Sin embargo, la relación de Gotti con su segundo, el underboss Sammy «el Toro» Gravano, empezó a deteriorarse rápidamente cuando Gotti sospechó que Gravano le había estado utilizando para eliminar a sus propios rivales dentro de la Familia. El propio Gotti, que siempre había sido de gatillo suelto, había aprobado varias ejecuciones de miembros importantes de los Gambino a lo largo del tiempo. No es que se hubiesen realizado a sus espaldas. Pero de repente se sintió manipulado, cuando se dio cuenta de que todas aquellas ejecuciones habían terminado beneficiando siempre al mismo tipo: Sammy Gravano.

Registros de cuadros delimitadores:
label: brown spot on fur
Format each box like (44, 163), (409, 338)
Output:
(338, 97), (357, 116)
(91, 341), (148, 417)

...

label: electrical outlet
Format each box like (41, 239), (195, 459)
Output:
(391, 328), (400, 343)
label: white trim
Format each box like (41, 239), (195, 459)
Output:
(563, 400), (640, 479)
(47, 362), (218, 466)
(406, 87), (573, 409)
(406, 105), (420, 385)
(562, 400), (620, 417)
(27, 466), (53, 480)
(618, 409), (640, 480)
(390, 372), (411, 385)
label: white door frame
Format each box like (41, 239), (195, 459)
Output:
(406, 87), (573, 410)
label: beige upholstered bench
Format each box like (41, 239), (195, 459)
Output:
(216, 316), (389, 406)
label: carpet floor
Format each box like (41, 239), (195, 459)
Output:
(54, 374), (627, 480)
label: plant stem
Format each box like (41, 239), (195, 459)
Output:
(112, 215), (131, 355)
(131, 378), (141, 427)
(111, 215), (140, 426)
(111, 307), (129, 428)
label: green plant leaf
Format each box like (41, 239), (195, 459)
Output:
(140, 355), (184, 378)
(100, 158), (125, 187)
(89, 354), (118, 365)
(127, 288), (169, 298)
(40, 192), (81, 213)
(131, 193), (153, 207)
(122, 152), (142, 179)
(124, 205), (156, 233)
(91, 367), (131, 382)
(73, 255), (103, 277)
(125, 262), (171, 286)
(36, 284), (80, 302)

=== Tarea requerida ===
Reproduce literalmente el pasaje del texto sobre Gotti y Gravano: empieza en las palabras "Sin embargo, la" y termina después de "tipo: Sammy Gravano.".

=== Resultado obtenido ===
Sin embargo, la relación de Gotti con su segundo, el underboss Sammy «el Toro» Gravano, empezó a deteriorarse rápidamente cuando Gotti sospechó que Gravano le había estado utilizando para eliminar a sus propios rivales dentro de la Familia. El propio Gotti, que siempre había sido de gatillo suelto, había aprobado varias ejecuciones de miembros importantes de los Gambino a lo largo del tiempo. No es que se hubiesen realizado a sus espaldas. Pero de repente se sintió manipulado, cuando se dio cuenta de que todas aquellas ejecuciones habían terminado beneficiando siempre al mismo tipo: Sammy Gravano.